» Document text:
• • • • • • •

Hindu Op-Ed by M.V. Bhadra Kumar

Choices before the Afghan conference

...An international conference in London on January 28 will focus on the eight-year-old war in Afghanistan. Some 70 delegations, including from India, may attend the conference, co-chaired by the Secretaries-General of the United Nations and the North Atlantic Treaty Organisation. The challenge is daunting as the Afghan war is no more redeemable.....

Mr. Brown said the aim of the conference would be to deliver “a new compact between Afghanistan and the international community.” He underscored that “the first of those priorities is security,” which meant expectations that countries like Germany might actually announce “troop deployments building on the total of 1,40,000 troops promised for 2010.” Yes, incredible as it sounds, Ms Merkel might actually end up pledging more deployments on top of the 4,500 troops already serving in northern Afghanistan. The German press is reporting about parleys among Berlin politicians to arrive at a consensus figure.....

• • • • • • •

» Tasks to perform:
1. According to the op-ed, on what date will the London conference on Afghanistan take place?
2. Echo the op-ed verbatim, beginning at "Mr. Brown said" and stopping after "a consensus figure.....".
You won't need the listing that follows.

» Data provided:
• • • • • • •

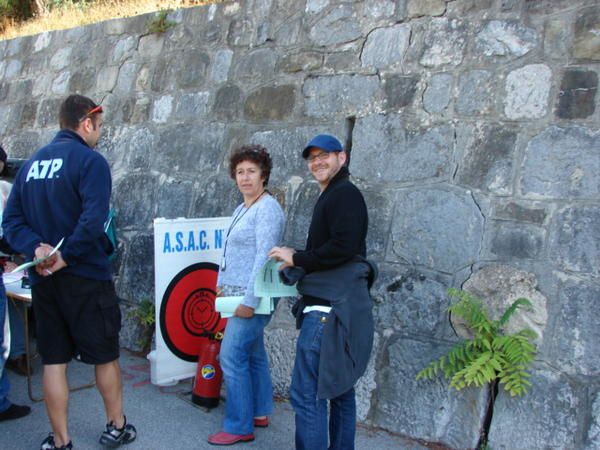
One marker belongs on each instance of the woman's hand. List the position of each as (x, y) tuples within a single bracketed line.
[(285, 254), (9, 266), (244, 311)]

• • • • • • •

» Answers to the tasks:
1. January 28

2.
Mr. Brown said the aim of the conference would be to deliver “a new compact between Afghanistan and the international community.” He underscored that “the first of those priorities is security,” which meant expectations that countries like Germany might actually announce “troop deployments building on the total of 1,40,000 troops promised for 2010.” Yes, incredible as it sounds, Ms Merkel might actually end up pledging more deployments on top of the 4,500 troops already serving in northern Afghanistan. The German press is reporting about parleys among Berlin politicians to arrive at a consensus figure.....